Given request
Answer from the thread on __all__:
(a) Which two functions did the poster try before getting lost?
(b) What error results from calling package.b()?
(c) According to the comment in the reply's code, which two kinds of names does _exclude leave out when it first gathers everything?

Text section
----

My submodule has a lot of functions, and I want to import all of them to __init__.py, except for the third-party packages that I used.
I see that __all__ defines what to import when from package import * is called.
For example,
utils.py
__all__ = ['a']
def a():
pass
def b():
pass
__init__.py
from .utils import *
and
>>> import package
>>> package.a()
None
>>> package.b()
NameError: 'package.b' is not defined
What I want is something like
__all__ = Some_neat_fancy_method()
I tried locals() and dir(), but got lost along the way.
Any suggestions?

As others have pointed out, the whole point of __all__ is to explicitly specify what gets exposed to star-imports. By default everything is. If you really want to specify what doesn't get exposed instead, you can do a little trick and include all modules in __all__ and then remove the ones you want to exclude.
For example:
def _exclude(exclusions: list) -> list:
import types
# add everything as long as it's not a module and not prefixed with _
functions = [name for name, function in globals().items()
if not (name.startswith('_') or isinstance(function, types.ModuleType))]
# remove the exclusions from the functions
for exclusion in exclusions:
if exclusion in functions:
functions.remove(exclusion)
del types # deleting types from scope, introduced from the import
return functions
# the _ prefix is important, to not add these to the __all__
_exclusions = ["function1", "function2"]
__all__ = _exclude(_exclusions)

----

Data segment
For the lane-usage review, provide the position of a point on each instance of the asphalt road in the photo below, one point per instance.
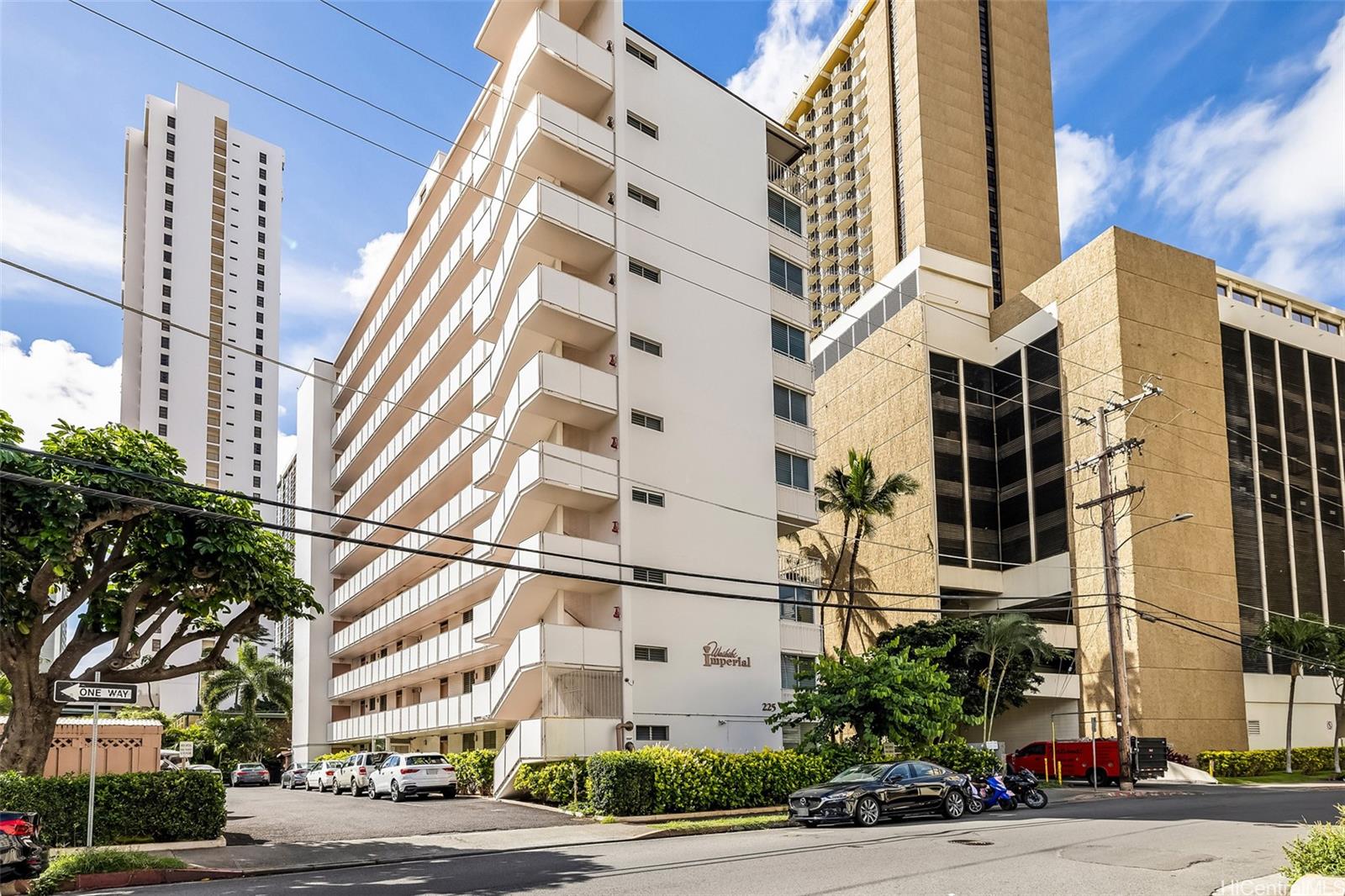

----

Completed task
(a) locals() and dir()
(b) NameError: 'package.b' is not defined
(c) Names that are modules and names prefixed with _